- _EXERCISE AIM_
Repeat every line of the data verbatim.

[[ STORED DATA open ]]

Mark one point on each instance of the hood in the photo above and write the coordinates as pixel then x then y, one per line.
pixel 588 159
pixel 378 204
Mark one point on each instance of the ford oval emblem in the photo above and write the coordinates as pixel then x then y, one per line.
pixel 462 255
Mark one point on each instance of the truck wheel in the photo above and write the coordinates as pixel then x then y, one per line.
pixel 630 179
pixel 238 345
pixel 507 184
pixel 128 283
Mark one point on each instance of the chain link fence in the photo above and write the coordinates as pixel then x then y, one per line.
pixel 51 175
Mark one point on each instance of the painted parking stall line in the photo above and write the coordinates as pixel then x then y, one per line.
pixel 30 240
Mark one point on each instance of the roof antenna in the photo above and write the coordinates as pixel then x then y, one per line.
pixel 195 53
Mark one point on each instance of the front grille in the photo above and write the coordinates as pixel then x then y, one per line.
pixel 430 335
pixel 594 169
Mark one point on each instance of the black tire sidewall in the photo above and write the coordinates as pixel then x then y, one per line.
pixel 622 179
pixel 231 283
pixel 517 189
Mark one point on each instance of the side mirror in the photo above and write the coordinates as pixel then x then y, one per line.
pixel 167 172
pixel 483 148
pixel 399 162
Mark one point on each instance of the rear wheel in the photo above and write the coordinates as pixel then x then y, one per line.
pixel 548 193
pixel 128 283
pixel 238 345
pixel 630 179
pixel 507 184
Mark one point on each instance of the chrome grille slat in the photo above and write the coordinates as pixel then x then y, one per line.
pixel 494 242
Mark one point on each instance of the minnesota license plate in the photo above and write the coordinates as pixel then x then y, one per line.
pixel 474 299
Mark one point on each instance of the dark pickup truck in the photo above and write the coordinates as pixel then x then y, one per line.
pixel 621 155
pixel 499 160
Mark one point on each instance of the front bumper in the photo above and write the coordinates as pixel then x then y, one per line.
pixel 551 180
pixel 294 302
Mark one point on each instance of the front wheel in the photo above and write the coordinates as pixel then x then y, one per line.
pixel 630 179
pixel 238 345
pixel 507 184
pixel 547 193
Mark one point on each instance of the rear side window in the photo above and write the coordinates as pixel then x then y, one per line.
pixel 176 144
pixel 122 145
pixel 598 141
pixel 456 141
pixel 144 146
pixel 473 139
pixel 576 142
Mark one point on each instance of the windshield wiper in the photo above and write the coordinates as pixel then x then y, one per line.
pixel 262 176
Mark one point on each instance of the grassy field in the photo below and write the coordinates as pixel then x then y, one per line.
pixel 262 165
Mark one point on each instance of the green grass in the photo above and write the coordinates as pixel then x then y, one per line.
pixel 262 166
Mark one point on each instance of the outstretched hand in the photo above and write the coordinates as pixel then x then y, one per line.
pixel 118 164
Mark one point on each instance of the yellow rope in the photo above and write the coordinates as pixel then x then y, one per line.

[[ STORED DATA closed ]]

- _SOLUTION TO THIS TASK_
Mark one point on each instance of the hood in the photo above and write the coordinates as pixel then x then y, one per line.
pixel 588 159
pixel 378 204
Mark one point on each instance of the ford oval emblem in the photo above and write the coordinates as pixel then x then y, one per line.
pixel 462 255
Mark one point on each instance of the truck wheel in the photo above and write the coordinates as pixel then x then y, one per line.
pixel 630 179
pixel 238 345
pixel 507 184
pixel 128 283
Mark one point on each instance of the chain link fence in the photo above and write the coordinates as pixel then x then y, one per line.
pixel 51 175
Mark one point on each instance of the painted parking stall line in the photo above and write the coordinates as pixel then x then y, one per line.
pixel 30 240
Mark one point on each instance of the roof antenna in the photo above and write the coordinates as pixel then x then y, one per line.
pixel 195 53
Mark one point on each instance of the front grille in the photo above and write the coordinates as pixel then x then y, one per line.
pixel 430 335
pixel 594 169
Mark one point on each instance of the black tire sidewall in the photo above and write the coordinates as pixel then x then y, one per line.
pixel 622 179
pixel 231 283
pixel 517 189
Mark one point on each instance of the side mirror in the photo above and write the coordinates as pixel then x then y, one per line.
pixel 167 172
pixel 483 148
pixel 399 162
Mark one point on each instance of the rear wheel in the photo above and write the coordinates as pixel then x then y, one per line.
pixel 548 193
pixel 128 283
pixel 238 345
pixel 630 179
pixel 507 184
Mark one point on each instance of the chrome grille slat in the photo above and write the coordinates as pixel then x then y, one per line.
pixel 494 242
Mark one point on each instance of the minnesota license plate in the photo above and write the coordinates as pixel then x then y, one per line.
pixel 474 299
Mark one point on each instance of the dark pickup truck in the photo above and write the coordinates as pixel then x then y, one per line.
pixel 621 155
pixel 499 160
Mark one point on each instance of the front bumper in the photo above and write the coordinates as pixel then x then y, one per line.
pixel 551 180
pixel 294 302
Mark one point on each instance of the front wheel in the photo above and write the coordinates as pixel then x then y, one per line.
pixel 630 179
pixel 238 345
pixel 507 184
pixel 547 193
Mark one point on each instance of the rear side window in the photo above and write the coordinates as pixel then x then y, one per line.
pixel 176 144
pixel 122 145
pixel 598 141
pixel 456 141
pixel 144 146
pixel 473 139
pixel 576 142
Mark one point on each instance of the windshield wiper in the photo above and write the coordinates as pixel then x then y, one per line.
pixel 262 176
Mark one point on each instance of the grassy field in the photo below and write the coordinates as pixel then x then y, one per line.
pixel 262 165
Mark one point on each instance of the green grass in the photo above and write the coordinates as pixel then x then y, one per line.
pixel 262 166
Mark one point on each instance of the outstretched hand in the photo above and write the coordinates as pixel then x then y, one per line.
pixel 118 164
Mark one point on each instance of the yellow rope in the photo above and write the coordinates as pixel then x then y, one per line.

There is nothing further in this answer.